─── AVAILABLE RECORDS ───

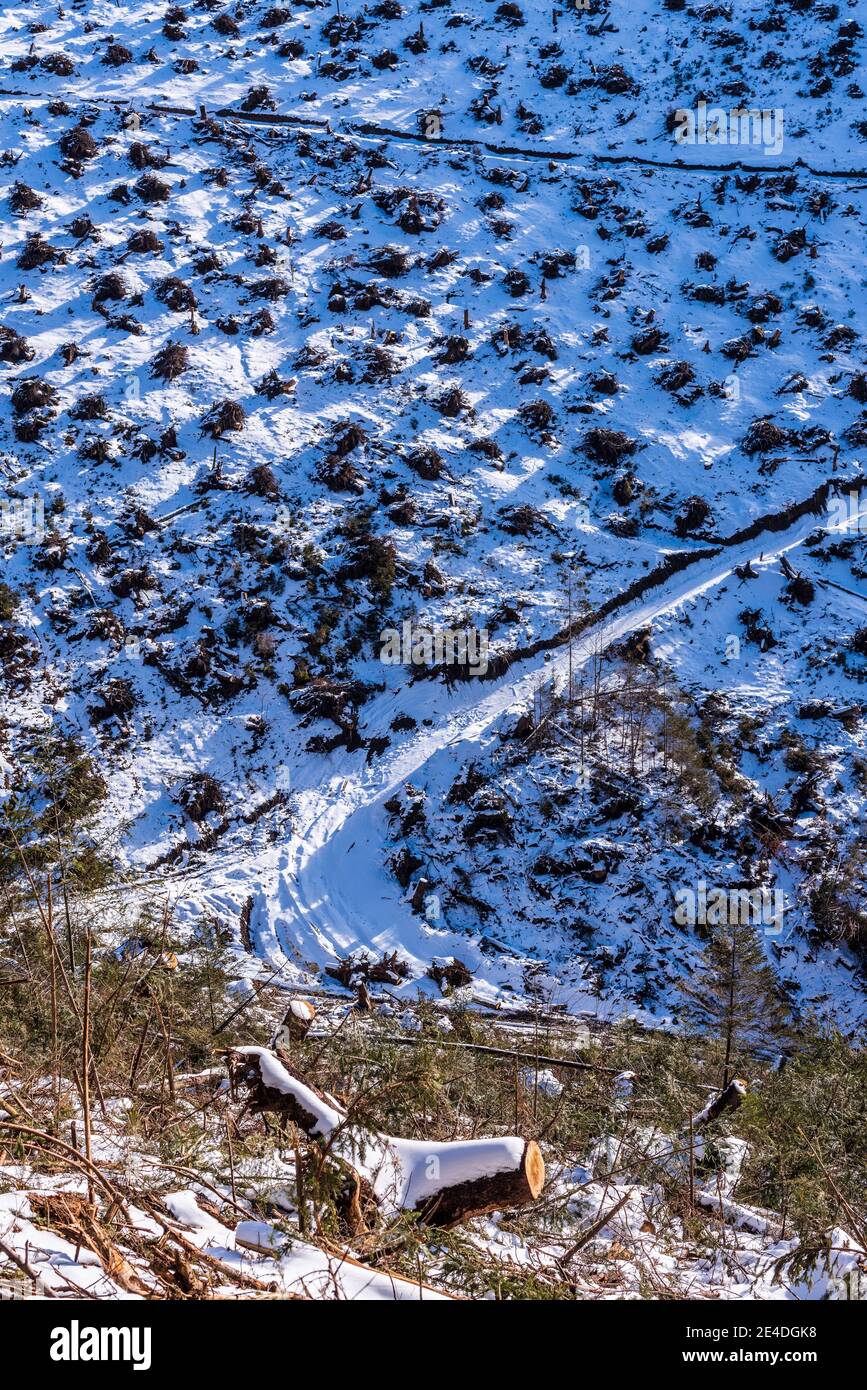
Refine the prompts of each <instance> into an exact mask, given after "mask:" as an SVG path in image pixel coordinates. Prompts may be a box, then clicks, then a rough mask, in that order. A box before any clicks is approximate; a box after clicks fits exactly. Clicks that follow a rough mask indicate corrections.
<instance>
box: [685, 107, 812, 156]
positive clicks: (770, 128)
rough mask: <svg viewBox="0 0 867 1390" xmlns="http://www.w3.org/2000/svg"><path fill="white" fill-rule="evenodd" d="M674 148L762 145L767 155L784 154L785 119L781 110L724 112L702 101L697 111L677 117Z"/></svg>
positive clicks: (750, 109)
mask: <svg viewBox="0 0 867 1390" xmlns="http://www.w3.org/2000/svg"><path fill="white" fill-rule="evenodd" d="M674 121H675V125H674V143H675V145H760V146H761V147H763V150H764V153H766V154H779V153H781V152H782V139H784V126H785V117H784V111H782V108H781V107H778V106H777V107H773V108H770V107H768V108H764V110H756V108H750V110H746V107H742V106H738V107H732V110H731V111H724V110H722V107H718V106H711V107H709V106H707V101H699V103H697V106H696V108H695V111H692V110H686V108H684V107H681V108H678V110H677V111H675V113H674Z"/></svg>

───

WHAT IS NEEDED:
Please tally the lines in the data above containing the string "instance", and give the number alone.

EXERCISE ANSWER:
2